▶ ARTICLE
Routes attempted… (some ticked, too.). It was too short of a trip to try and project anything serious, and I wanted to have as much of a wide variety and sample as possible. Nevertheless, I’m pretty happy with the things I managed to struggle up.

Central Crag, Hong Kong

  • Dogged my way up “Lan Kwai Fong” – a seemingly apt name for a route that gave away nothing, and sucked the strength from me quickly.
  • Didn’t peel off “Peel Street” – a nice onsight.
  • La dolce Vita, a life of pleasure in a route. 6c – Dogged a few times. Best climb of the day. Jetlag blues…

Black Links Road Crag, Hong Kong

  • Numerous 5c/17 warmups.
  • Gonz’s 24 project – The Missing Link
  • Something easy to warm down. Granite is rough on the skin, and we had dinner waiting at the michelin starred “Tim Ho Wan”. Don’t be fooled, it was nothing special and there are plenty of non-famous equally/more tasty dimsum joints. Sydney’s one is an over priced rip off, though.

Beacon Hill, Kowloon

  • Warmup x3 – this is deceptive, as it was ~25+ degrees and rather warm already. Stick clips should be more widely used though.
  • Moon Night’s Snake – a neat climb, with an accompanying photographers platform (think Kachoong) to get a cool shot of a climber, no feet dyno, and the city in the background. Worth it for the shot alone.

Tung Lung Chau (Chau == Island)

The best till last. Route quality here was awesome, I found the rock stellar and easy to read. Bring your swimmers, and your favourite über strong climber to help you hang the draws, because you want to onsight as much as you can to try as much as possible.

  • Warmup x2 on things that I struggled up 2 years ago. I claim the amnesia onsight because I had just started climbing then and had no idea what was going on. I have (slightly) more of an idea now, I think.
  • “The Corner”. People were not imaginative when they named these routes. “Small roof”, “Big Hand”, but the corner is a (bolted, sorry) crack in a dihedral. My nemesis for the day. Almost a sister route to the beginning “Harold Would Go” back home.
  • Had a final shot at “Bad Girl” (!?! these names!) – but the island is an interesting place where the longer you wait, the more sea spray gets on the rocks. Nothing was accomplished apart from getting salt everywhere.
  • Cleaned the draws off one of the warmup routes. Had an epic and it took 30+ minutes because every hold became a salt encrusted slip’n’slide.

If you find me on TheCrag there are better descriptions/comments for routes if you’re visiting. The current most up to date English guide is HongKongClimbing.

Overall though, I can’t ask for more out of the 5 days I spent in HK. There was ample time for climbing, the weather was awesome, and best of all got to meet up with many friendly faces. The awesome food, too, was a bonus. I don’t think it fully set in that this would be my last asian food pit-stop for over a month…. but Europe will be another blog post.

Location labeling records
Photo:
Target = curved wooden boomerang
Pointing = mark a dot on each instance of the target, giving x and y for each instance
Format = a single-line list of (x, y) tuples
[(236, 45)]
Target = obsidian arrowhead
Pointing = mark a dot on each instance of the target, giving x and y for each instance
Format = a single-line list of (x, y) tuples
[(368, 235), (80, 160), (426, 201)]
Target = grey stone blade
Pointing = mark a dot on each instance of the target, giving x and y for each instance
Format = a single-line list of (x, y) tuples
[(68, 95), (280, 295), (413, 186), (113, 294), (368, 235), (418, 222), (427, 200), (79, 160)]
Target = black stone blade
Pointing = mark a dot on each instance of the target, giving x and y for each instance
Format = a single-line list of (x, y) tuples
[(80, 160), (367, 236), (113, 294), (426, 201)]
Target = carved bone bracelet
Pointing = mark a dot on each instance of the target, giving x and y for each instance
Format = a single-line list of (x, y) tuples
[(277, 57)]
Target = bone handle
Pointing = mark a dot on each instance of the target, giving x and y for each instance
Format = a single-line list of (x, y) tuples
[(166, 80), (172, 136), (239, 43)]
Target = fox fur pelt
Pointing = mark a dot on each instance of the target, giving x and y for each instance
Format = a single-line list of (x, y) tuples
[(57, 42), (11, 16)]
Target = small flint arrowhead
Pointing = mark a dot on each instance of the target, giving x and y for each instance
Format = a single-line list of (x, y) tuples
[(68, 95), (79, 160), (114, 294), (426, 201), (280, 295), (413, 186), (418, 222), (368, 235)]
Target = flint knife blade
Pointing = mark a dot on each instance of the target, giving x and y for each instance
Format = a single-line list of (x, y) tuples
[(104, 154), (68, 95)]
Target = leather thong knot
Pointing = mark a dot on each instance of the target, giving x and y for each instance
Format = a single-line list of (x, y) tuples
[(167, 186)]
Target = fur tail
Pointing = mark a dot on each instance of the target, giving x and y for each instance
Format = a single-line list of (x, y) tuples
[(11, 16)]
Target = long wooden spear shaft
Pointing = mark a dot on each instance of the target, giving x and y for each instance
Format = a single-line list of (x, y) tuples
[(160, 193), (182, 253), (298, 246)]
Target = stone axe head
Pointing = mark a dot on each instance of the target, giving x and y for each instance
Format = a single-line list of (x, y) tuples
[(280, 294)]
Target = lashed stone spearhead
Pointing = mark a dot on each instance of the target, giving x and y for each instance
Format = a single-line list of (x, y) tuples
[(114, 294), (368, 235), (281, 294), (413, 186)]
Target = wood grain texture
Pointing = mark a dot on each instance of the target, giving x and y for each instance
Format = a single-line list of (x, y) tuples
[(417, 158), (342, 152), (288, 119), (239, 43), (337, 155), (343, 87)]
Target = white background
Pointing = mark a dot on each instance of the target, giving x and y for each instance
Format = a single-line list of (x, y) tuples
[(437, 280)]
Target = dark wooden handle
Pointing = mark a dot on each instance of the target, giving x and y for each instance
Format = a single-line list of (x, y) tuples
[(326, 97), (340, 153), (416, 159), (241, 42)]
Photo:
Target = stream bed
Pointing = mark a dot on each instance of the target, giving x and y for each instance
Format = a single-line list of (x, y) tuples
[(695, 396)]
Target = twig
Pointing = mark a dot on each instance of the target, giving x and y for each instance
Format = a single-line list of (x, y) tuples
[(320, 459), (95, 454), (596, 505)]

▶ DIRECTIONS FOR THIS TASK
Reproduce, word for word, the part of the Hong Kong climbing post that begins at the words "Beacon Hill, Kowloon" and stops after "the shot alone.".

▶ RESULT FOR THIS TASK
Beacon Hill, Kowloon

  • Warmup x3 – this is deceptive, as it was ~25+ degrees and rather warm already. Stick clips should be more widely used though.
  • Moon Night’s Snake – a neat climb, with an accompanying photographers platform (think Kachoong) to get a cool shot of a climber, no feet dyno, and the city in the background. Worth it for the shot alone.